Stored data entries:

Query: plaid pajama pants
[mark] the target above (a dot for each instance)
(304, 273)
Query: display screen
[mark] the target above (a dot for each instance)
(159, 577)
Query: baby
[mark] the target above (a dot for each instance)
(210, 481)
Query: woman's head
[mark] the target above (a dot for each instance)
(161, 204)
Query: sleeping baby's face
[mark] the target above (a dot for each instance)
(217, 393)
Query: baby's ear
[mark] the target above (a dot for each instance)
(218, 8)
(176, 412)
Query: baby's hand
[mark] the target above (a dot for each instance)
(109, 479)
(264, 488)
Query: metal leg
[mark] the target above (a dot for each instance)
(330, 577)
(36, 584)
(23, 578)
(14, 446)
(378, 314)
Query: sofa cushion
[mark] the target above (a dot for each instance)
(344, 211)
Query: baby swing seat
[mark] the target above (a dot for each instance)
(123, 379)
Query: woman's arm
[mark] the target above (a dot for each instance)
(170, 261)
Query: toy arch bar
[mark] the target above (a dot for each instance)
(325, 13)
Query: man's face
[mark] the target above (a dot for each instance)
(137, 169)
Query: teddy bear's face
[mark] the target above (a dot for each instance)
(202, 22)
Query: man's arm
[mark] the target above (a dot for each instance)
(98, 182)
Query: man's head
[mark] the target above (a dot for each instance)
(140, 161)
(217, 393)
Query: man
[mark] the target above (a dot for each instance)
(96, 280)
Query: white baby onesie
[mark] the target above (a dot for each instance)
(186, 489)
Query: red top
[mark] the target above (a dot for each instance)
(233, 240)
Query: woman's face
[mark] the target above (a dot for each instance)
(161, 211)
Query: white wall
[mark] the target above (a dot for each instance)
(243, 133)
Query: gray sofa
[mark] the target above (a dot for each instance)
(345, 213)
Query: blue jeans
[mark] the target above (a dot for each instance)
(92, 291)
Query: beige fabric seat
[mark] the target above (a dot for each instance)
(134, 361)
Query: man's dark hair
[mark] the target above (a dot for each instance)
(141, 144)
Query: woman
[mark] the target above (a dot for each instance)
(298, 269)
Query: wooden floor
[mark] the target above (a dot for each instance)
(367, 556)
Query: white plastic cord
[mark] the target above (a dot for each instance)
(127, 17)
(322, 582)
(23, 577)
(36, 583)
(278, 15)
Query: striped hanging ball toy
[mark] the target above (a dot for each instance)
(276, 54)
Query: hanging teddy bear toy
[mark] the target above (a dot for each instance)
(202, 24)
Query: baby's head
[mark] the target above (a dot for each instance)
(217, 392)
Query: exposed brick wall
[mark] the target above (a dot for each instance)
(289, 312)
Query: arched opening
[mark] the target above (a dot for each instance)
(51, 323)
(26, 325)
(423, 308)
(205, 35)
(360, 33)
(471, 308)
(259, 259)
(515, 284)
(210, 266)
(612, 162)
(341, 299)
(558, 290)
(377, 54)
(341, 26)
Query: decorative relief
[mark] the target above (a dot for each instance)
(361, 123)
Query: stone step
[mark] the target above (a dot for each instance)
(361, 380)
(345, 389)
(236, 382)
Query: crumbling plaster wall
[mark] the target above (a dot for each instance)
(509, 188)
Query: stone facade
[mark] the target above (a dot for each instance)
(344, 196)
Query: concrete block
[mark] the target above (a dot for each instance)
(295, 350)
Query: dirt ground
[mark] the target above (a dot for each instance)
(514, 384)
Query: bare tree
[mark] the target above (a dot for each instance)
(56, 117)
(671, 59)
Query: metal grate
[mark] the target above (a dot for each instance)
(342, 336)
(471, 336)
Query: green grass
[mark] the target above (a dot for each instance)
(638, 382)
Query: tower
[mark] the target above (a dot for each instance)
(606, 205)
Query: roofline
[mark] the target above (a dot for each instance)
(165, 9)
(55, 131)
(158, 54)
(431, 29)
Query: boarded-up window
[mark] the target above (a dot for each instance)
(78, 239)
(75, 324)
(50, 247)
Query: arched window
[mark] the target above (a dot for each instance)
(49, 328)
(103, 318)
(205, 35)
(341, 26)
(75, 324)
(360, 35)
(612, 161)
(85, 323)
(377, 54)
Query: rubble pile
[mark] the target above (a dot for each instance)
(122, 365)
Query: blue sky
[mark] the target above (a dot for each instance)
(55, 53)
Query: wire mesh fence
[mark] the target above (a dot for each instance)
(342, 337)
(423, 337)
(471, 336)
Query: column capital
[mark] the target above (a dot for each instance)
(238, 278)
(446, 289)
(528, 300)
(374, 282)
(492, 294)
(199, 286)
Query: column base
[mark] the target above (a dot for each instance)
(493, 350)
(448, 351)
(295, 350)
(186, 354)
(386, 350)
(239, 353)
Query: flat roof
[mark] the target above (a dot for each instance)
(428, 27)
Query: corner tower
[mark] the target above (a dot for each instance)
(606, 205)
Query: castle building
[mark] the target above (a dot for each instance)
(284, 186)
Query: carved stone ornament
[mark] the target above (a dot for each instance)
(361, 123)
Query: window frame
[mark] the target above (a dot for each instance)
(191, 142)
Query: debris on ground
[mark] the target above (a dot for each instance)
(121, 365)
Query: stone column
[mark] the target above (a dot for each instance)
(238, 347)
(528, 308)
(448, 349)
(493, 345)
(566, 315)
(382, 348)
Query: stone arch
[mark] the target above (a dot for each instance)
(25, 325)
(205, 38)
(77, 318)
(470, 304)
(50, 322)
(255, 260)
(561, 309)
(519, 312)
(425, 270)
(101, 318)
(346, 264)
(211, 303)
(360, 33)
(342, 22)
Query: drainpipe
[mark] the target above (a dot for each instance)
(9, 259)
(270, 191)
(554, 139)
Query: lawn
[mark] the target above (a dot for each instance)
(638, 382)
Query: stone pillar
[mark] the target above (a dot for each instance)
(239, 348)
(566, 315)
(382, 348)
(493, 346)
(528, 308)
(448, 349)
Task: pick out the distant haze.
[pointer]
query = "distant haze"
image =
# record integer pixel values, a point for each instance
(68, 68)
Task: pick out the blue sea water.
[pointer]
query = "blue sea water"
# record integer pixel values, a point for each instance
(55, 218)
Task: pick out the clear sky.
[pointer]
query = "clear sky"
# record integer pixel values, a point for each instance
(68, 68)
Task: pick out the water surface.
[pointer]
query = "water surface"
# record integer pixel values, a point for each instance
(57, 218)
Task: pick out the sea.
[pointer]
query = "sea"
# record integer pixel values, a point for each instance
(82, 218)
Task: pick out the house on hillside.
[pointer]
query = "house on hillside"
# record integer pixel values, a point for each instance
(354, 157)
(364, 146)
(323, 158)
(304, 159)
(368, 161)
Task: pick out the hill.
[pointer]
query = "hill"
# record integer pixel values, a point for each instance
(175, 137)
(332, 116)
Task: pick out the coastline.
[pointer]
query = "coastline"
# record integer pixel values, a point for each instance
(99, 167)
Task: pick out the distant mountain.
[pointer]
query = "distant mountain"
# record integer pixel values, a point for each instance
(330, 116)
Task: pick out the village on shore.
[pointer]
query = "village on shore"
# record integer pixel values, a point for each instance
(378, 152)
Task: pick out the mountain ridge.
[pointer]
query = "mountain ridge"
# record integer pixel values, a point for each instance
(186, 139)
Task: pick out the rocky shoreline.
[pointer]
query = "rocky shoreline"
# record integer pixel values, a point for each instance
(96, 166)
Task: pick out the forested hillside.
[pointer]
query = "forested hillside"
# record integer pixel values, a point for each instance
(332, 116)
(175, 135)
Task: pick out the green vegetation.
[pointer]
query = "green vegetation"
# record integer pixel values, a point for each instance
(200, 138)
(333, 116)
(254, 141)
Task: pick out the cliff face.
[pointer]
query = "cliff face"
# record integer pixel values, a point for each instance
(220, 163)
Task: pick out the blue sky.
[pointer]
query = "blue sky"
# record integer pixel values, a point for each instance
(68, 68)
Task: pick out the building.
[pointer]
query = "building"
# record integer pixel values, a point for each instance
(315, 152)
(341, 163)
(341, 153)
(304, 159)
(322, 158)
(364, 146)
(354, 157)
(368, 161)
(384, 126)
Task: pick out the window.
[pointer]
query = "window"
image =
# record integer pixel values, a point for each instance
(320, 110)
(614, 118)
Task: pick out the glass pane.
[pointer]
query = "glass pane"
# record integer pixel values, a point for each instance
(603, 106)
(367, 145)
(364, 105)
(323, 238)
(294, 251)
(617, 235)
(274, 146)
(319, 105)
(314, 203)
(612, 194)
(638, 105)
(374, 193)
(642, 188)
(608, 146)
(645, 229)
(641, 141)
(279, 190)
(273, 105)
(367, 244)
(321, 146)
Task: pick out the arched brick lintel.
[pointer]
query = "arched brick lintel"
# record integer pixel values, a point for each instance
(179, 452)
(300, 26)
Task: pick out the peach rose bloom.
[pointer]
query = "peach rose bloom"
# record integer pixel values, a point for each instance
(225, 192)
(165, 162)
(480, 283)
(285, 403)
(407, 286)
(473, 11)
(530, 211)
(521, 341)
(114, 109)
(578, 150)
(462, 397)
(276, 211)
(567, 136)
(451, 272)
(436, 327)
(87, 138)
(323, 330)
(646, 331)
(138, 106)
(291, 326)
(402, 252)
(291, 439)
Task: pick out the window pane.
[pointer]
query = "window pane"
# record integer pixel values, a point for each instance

* _The task_
Using the entries shown above, reproduce verbatim the lines from the line bearing "Query: sofa cushion" to the line bearing "Query: man's arm", inclusive.

* _Result_
Query: sofa cushion
[mark] the target above (a dot for each instance)
(344, 211)
Query: baby swing seat
[mark] the target above (a dot for each instance)
(123, 379)
Query: woman's arm
[mark] the target above (a dot for each instance)
(170, 261)
Query: toy arch bar
[mark] the target above (a dot for each instance)
(325, 13)
Query: man's face
[mark] the target above (a dot for each instance)
(137, 169)
Query: teddy bear's face
[mark] the target above (a dot for each instance)
(202, 22)
Query: man's arm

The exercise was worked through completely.